— start of Extract —
To constitute a public charity the benefit must not be conferred upon certain and defined individuals, but must be conferred on indefinite persons composing the public or some part of the public, but the indefinite class may be of one sex or the inhabitants of a particular city, town or county or the members of a particular religious or secular organization. (Grand Lodge v. Board of Review, 281 Ill. 480; 11 Corpus Juris, 338.) Where a charity operates on indefinite persons whose care and support would otherwise rest upon the public the effect is to afford relief from the public burden, and such charity is public in its nature though its benefits are extended to members of a certain organization. Grand Lodge v. Board ofReview, supra.
— end of Extract —
— start of Dataset extract —
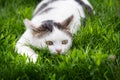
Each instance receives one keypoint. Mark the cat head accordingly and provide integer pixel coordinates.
(55, 35)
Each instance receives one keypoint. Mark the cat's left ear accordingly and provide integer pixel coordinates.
(65, 23)
(29, 24)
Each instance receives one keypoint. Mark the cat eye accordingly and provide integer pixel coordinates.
(64, 41)
(49, 42)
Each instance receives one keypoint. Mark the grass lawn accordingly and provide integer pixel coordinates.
(94, 55)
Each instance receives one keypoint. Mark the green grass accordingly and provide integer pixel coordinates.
(94, 55)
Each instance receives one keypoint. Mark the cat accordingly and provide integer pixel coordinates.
(53, 24)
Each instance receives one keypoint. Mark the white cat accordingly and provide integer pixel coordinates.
(53, 24)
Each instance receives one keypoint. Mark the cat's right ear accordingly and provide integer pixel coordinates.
(28, 24)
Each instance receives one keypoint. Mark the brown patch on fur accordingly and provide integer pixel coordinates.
(40, 34)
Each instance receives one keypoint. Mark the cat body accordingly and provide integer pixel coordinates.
(53, 24)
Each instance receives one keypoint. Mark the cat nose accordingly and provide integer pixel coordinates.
(58, 51)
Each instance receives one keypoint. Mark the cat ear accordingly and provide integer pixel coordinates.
(28, 24)
(65, 23)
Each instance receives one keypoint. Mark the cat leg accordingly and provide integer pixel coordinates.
(24, 49)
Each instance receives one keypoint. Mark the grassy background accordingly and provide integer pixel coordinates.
(95, 54)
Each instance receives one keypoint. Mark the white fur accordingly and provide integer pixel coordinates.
(62, 10)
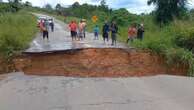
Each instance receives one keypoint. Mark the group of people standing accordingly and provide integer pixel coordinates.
(113, 28)
(135, 31)
(78, 31)
(45, 26)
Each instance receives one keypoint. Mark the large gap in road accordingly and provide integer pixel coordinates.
(96, 63)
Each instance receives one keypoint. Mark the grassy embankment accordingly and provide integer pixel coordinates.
— end of Dataset extract —
● **Job**: Reproduce the entire passage on public charity above, word for word.

● **Expected answer**:
To constitute a public charity the benefit must not be conferred upon certain and defined individuals, but must be conferred on indefinite persons composing the public or some part of the public, but the indefinite class may be of one sex or the inhabitants of a particular city, town or county or the members of a particular religious or secular organization. (Grand Lodge v. Board of Review, 281 Ill. 480; 11 Corpus Juris, 338.) Where a charity operates on indefinite persons whose care and support would otherwise rest upon the public the effect is to afford relief from the public burden, and such charity is public in its nature though its benefits are extended to members of a certain organization. Grand Lodge v. Board ofReview, supra.